● Provided text:
Begin

Calgary-Egmont was a provincial electoral district in Calgary, Alberta, Canada, mandated to return a single member to the Legislative Assembly of Alberta using the first past the post method of voting from 1971 to 2012.

History

Boundary history
The district, covering southeast Calgary, was created in 1971 boundary re-distribution out of most of the Calgary South and Calgary Glenmore districts. The riding covered the neighborhoods of Riverbend, Acadia, Fairview, Willowpark, Mapleridge and Ramsay, Kingsland and Manchester. The riding included a large swath of industrial land including the Highfield Industrial area.

The district was named after Frederick George Moore Perceval, 11th Earl of Egmont who lived in the Calgary area until his death in 2001. His family had at one time 600 acres of ranch land in south Calgary.

Calgary-Egmont was a stronghold for electing Progressive Conservative candidates since its creation in 1971.  The district elected four PC representatives over the course of its history.

The Calgary-Egmont electoral district would be dissolved in the 2010 Alberta boundary re-distribution and would be re-distributed into the Calgary-Acadia electoral district.

Representation history

The electoral district was created in the 1971 boundary re-distribution. The first election held that year saw a hotly contested battle between Progressive Conservative candidate Merv Leitch and Social Credit candidate Pat O'Byrne. Leitch edged out O'Byrne to pick up the new district for his party.

End

● Tasks to carry out:
**A)** Answer these from the Calgary-Egmont text:
(i) Who was the district named after?
(ii) In the 2010 boundary re-distribution, into which electoral district was Calgary-Egmont re-distributed?
(iii) Whom did Merv Leitch edge out in the first election held in the district?
**B)** Reproduce the Calgary-Egmont text word for word, everything from "Calgary-Egmont was a stronghold" down to "Calgary-Acadia electoral district.".

● Material shown:
Begin

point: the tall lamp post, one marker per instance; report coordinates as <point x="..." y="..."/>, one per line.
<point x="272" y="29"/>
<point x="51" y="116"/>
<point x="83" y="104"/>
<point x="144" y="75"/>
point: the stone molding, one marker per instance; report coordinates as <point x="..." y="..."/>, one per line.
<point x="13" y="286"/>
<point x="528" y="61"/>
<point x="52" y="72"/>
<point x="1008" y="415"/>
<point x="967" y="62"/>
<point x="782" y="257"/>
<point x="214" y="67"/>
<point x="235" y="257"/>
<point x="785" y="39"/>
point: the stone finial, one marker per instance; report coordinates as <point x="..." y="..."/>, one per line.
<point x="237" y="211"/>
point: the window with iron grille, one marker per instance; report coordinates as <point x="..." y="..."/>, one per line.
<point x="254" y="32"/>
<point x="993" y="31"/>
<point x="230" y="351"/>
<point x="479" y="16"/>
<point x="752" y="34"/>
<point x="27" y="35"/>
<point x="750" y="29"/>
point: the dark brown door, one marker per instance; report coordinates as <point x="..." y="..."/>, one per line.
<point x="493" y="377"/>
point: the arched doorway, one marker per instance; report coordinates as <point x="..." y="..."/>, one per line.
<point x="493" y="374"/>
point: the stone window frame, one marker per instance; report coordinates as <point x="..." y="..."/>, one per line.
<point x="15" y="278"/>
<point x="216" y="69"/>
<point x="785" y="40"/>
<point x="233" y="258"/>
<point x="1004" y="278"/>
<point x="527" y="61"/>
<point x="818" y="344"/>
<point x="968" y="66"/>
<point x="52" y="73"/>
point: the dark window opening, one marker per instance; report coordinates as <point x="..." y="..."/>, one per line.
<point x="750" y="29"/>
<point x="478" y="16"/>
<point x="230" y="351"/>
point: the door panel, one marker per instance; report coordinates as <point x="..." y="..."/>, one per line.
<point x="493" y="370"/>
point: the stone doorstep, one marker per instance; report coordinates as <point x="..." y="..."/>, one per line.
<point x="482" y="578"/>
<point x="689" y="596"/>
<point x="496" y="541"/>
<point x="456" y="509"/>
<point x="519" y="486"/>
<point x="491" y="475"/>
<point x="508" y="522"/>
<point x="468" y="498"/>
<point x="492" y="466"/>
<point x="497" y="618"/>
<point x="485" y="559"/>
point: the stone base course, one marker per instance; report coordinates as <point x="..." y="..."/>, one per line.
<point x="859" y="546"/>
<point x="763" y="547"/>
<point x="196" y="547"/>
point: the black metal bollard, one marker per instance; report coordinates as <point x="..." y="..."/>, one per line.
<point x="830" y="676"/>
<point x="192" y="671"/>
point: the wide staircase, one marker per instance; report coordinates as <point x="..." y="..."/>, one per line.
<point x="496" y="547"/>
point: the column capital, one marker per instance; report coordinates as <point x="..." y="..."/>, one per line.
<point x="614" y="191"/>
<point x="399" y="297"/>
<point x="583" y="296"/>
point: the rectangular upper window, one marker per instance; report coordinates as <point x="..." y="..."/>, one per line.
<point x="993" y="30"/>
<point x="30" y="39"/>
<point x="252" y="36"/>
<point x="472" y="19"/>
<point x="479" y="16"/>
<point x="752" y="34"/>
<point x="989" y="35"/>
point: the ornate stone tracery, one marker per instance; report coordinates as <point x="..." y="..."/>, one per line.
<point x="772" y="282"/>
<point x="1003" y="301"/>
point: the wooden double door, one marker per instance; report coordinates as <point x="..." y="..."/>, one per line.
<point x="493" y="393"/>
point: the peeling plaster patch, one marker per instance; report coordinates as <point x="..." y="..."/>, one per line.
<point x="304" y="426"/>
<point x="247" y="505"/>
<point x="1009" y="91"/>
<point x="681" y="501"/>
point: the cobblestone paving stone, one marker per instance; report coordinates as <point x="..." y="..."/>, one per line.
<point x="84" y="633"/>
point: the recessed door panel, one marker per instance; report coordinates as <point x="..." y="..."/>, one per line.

End

● The replies:
**A)**
(i) Frederick George Moore Perceval, 11th Earl of Egmont
(ii) Calgary-Acadia
(iii) Pat O'Byrne, the Social Credit candidate

**B)**
Calgary-Egmont was a stronghold for electing Progressive Conservative candidates since its creation in 1971.  The district elected four PC representatives over the course of its history.

The Calgary-Egmont electoral district would be dissolved in the 2010 Alberta boundary re-distribution and would be re-distributed into the Calgary-Acadia electoral district.